## PROVIDED DATA
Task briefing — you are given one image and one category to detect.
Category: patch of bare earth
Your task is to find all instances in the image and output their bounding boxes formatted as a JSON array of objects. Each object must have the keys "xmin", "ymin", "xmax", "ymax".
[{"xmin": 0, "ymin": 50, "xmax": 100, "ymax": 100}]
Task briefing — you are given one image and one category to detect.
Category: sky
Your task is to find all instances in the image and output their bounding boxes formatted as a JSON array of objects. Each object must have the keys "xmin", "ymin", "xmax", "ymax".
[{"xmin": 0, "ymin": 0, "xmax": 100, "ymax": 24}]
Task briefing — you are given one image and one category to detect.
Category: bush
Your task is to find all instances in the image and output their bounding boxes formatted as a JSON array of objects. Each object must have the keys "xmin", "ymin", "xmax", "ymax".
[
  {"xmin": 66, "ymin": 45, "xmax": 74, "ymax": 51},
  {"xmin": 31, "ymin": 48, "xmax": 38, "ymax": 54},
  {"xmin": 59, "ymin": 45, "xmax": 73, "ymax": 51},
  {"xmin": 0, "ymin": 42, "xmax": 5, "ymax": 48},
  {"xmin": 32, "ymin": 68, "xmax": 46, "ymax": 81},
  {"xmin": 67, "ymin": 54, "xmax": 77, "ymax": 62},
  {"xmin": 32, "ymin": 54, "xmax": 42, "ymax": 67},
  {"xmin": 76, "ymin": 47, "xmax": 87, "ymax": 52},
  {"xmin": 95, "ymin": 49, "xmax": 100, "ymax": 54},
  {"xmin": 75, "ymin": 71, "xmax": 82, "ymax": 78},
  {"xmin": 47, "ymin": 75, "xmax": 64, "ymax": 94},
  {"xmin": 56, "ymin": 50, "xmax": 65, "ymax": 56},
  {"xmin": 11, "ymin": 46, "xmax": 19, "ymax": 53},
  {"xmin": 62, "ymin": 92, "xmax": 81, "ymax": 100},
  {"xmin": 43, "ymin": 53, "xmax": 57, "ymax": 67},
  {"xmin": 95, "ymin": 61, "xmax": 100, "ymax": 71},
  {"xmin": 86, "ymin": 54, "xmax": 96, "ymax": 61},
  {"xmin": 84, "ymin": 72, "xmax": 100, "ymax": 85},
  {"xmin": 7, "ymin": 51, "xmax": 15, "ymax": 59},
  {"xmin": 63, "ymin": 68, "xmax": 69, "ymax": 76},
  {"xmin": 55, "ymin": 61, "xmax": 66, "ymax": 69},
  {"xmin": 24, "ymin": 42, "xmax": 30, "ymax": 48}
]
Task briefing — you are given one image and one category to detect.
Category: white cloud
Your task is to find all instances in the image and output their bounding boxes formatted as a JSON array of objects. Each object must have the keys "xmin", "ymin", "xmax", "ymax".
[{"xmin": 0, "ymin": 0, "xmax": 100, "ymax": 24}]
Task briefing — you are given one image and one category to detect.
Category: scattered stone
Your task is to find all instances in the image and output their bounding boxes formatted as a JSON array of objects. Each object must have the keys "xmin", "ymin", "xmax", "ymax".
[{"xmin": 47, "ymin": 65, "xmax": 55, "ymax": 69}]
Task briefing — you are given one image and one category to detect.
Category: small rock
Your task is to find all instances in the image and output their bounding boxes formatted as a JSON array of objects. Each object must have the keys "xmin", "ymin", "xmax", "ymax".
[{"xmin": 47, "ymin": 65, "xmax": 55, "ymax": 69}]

## WORK INSTRUCTIONS
Starting with the line with "Category: white cloud" above and going on through the line with "Category: small rock", transcribe every line exactly, both ends included, and add nothing.

## SOLUTION
Category: white cloud
Your task is to find all instances in the image and output their bounding boxes formatted as a JSON array of objects. Each object must have the keys "xmin", "ymin", "xmax", "ymax".
[{"xmin": 0, "ymin": 0, "xmax": 100, "ymax": 24}]
Task briefing — you are given one image and one category to detect.
Category: scattered stone
Your task is to find all instances in the image and output their bounding boxes formatted as a JSON array of objects. Each object must have the keys "xmin", "ymin", "xmax", "ymax".
[{"xmin": 47, "ymin": 65, "xmax": 55, "ymax": 69}]
Task briefing — you are given one image and one category to detect.
Category: small rock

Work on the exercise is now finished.